* Assignment
Taking each line of the material in turn, count those with the string "sagging" and answer with the count alone.

* Supplied entries
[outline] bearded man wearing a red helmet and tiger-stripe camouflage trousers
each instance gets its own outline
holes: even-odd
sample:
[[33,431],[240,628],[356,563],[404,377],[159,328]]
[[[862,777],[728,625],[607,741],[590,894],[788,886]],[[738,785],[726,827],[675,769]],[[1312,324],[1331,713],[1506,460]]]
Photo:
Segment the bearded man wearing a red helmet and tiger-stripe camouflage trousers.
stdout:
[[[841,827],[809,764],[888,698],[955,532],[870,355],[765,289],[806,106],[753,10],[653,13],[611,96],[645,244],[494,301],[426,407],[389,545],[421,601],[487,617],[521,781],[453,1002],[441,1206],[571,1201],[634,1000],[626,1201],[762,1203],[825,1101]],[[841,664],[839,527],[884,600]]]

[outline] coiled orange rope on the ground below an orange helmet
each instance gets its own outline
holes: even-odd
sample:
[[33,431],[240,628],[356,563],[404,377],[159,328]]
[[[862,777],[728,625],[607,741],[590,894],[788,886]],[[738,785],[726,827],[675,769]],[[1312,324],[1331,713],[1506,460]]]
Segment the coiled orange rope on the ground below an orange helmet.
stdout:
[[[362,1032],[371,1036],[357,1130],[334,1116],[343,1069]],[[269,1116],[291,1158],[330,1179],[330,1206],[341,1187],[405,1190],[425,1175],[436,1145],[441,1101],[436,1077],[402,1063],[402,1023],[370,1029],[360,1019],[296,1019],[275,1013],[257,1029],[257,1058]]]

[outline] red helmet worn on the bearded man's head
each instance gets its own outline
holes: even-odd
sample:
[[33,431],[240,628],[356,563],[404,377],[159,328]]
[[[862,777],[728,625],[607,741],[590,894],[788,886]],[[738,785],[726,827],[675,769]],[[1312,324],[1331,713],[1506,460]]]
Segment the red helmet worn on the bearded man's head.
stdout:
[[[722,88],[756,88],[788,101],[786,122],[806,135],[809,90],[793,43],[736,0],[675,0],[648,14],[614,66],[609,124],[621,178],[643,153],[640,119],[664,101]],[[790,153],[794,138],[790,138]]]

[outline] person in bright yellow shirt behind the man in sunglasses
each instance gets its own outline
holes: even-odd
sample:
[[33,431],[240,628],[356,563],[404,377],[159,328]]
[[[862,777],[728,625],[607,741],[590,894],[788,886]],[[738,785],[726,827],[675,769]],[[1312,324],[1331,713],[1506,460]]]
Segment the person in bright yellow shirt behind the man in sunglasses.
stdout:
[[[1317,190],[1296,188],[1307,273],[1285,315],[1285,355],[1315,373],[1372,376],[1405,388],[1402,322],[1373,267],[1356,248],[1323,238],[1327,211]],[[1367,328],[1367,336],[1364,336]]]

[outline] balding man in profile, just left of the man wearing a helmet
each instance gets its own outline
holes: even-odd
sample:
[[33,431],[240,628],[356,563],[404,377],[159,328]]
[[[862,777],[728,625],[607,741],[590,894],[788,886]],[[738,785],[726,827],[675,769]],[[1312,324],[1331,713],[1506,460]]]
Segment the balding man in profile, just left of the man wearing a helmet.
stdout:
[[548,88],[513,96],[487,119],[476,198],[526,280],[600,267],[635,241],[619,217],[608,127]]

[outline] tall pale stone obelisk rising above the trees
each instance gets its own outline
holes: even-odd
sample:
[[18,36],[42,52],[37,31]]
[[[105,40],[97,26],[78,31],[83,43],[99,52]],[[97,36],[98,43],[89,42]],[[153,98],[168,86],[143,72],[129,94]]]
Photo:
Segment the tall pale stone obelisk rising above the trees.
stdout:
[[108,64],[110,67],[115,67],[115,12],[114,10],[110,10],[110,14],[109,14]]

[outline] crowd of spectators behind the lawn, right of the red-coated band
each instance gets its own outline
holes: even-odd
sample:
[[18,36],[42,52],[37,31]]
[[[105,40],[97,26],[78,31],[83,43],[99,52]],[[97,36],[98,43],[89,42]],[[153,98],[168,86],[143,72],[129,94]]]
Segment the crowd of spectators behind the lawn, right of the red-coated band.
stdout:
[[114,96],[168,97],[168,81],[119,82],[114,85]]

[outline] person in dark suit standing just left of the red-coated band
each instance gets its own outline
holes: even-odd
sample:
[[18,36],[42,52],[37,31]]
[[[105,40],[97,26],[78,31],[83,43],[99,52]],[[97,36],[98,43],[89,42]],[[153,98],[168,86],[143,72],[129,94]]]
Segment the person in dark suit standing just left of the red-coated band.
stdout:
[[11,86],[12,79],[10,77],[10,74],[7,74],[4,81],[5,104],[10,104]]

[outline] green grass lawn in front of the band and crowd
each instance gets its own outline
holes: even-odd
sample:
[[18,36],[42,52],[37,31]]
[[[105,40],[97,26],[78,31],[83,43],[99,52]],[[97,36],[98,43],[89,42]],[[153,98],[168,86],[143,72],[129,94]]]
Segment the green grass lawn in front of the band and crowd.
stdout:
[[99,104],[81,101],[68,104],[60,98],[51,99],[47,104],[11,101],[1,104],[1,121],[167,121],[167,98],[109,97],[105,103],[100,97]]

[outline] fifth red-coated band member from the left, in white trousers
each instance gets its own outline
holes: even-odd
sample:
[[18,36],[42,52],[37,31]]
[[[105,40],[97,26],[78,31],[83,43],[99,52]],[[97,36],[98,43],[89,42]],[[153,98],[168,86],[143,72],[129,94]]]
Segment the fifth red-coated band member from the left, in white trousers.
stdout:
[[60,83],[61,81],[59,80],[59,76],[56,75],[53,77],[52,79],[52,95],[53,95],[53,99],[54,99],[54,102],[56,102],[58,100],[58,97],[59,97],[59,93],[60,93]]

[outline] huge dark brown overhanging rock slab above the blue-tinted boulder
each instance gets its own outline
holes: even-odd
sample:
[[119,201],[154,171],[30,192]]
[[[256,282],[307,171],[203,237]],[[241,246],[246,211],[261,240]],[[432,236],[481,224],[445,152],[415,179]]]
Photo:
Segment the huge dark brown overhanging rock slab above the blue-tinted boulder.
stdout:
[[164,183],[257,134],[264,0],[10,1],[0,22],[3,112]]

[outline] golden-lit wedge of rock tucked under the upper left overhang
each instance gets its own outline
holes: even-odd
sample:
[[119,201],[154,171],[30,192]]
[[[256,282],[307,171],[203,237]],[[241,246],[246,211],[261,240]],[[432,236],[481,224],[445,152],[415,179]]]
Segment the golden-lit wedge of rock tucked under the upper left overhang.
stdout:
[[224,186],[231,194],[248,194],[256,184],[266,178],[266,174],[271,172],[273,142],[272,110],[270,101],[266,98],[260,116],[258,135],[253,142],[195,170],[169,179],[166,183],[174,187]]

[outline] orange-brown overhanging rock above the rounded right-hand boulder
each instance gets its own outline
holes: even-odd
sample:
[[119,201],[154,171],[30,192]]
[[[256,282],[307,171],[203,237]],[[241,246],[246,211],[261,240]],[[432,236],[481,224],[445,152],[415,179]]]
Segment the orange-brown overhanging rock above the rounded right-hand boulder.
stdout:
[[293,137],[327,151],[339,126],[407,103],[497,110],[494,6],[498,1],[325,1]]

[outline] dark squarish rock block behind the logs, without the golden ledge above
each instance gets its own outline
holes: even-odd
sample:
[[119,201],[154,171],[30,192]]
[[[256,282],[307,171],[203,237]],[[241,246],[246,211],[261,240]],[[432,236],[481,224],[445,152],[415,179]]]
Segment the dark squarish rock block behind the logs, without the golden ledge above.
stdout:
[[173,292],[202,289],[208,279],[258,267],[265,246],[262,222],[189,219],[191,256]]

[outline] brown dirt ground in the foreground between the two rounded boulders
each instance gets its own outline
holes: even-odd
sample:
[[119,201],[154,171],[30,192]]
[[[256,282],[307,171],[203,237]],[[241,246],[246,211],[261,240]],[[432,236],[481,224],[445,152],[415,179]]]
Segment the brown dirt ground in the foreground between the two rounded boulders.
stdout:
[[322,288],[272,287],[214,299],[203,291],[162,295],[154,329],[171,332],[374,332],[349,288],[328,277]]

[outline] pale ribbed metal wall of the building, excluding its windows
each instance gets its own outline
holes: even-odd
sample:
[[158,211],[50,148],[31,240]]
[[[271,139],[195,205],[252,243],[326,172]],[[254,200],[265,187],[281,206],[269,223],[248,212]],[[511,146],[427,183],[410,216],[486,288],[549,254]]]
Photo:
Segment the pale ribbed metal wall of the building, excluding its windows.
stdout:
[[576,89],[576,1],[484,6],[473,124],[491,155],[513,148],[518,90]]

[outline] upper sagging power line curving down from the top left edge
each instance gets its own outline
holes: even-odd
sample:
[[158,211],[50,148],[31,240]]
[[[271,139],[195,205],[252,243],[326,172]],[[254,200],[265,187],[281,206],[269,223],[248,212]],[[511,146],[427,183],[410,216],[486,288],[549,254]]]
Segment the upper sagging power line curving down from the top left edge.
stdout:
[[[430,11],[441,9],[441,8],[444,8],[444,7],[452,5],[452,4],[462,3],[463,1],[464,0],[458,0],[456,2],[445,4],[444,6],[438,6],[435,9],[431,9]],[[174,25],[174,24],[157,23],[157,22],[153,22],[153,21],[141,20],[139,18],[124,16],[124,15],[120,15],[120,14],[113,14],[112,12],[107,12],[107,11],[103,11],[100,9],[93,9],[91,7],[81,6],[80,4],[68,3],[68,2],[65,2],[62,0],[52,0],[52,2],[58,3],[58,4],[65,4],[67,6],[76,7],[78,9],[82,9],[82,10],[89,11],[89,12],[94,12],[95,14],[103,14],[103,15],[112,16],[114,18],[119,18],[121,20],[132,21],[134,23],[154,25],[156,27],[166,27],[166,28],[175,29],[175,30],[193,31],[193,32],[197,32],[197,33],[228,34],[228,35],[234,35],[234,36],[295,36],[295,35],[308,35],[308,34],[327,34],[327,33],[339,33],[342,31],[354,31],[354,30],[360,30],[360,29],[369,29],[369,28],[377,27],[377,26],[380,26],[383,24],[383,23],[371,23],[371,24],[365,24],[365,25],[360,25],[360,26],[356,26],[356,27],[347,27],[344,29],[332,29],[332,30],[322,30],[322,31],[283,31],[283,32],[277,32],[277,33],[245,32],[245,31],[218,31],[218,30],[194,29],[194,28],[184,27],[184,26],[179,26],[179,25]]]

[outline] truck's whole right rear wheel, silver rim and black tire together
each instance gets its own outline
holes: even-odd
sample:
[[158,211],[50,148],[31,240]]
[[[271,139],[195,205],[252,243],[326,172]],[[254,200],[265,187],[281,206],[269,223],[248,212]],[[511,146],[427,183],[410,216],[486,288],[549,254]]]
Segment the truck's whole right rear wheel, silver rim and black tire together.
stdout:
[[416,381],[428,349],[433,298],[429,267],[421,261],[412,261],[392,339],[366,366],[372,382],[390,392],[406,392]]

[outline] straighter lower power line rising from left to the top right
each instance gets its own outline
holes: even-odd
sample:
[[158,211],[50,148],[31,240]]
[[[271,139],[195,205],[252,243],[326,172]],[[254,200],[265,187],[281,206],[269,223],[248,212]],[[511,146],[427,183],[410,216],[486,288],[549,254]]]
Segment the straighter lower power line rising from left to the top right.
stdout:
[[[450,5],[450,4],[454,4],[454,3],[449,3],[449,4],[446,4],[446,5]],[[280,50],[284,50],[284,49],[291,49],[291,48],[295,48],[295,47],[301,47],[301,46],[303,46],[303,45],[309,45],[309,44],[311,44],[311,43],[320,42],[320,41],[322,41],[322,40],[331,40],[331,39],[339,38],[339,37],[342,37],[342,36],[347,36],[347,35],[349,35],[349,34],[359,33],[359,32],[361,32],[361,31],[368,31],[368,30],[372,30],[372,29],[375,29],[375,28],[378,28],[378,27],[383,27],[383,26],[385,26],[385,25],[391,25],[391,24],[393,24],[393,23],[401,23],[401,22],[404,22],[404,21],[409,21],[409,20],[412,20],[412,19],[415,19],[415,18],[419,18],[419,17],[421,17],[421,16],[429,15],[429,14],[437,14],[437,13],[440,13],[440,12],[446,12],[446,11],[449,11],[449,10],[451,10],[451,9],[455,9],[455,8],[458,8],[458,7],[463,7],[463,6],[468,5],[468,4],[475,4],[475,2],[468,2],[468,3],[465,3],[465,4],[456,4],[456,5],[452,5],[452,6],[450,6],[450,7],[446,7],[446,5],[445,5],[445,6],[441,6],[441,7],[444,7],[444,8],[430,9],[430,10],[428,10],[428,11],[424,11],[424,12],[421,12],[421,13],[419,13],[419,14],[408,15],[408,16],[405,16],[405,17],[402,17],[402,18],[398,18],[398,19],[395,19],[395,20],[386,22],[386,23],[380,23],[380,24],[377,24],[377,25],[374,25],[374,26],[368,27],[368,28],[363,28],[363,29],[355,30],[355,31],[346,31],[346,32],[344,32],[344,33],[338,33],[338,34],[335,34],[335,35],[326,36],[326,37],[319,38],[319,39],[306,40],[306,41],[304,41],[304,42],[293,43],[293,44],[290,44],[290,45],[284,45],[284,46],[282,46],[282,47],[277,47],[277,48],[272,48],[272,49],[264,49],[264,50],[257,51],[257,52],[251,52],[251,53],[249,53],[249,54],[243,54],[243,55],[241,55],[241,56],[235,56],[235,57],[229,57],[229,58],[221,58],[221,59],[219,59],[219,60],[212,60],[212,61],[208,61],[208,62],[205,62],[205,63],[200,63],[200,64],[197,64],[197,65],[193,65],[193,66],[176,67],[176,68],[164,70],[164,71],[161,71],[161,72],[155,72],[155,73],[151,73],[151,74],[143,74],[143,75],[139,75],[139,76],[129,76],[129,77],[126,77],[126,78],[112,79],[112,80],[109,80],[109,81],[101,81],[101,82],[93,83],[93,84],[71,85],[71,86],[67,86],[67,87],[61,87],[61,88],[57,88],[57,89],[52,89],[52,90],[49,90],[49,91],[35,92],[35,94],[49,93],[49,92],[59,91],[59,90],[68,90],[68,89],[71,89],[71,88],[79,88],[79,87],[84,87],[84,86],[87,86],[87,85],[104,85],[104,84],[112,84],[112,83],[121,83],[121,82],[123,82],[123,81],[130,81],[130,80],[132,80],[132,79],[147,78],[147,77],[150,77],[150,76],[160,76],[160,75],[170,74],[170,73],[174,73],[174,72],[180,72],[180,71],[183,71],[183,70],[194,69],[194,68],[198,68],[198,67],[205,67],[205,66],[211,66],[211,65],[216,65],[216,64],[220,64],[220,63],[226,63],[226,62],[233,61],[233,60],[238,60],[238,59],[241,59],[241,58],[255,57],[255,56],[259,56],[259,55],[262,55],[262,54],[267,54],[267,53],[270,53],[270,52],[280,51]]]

* Answer space
2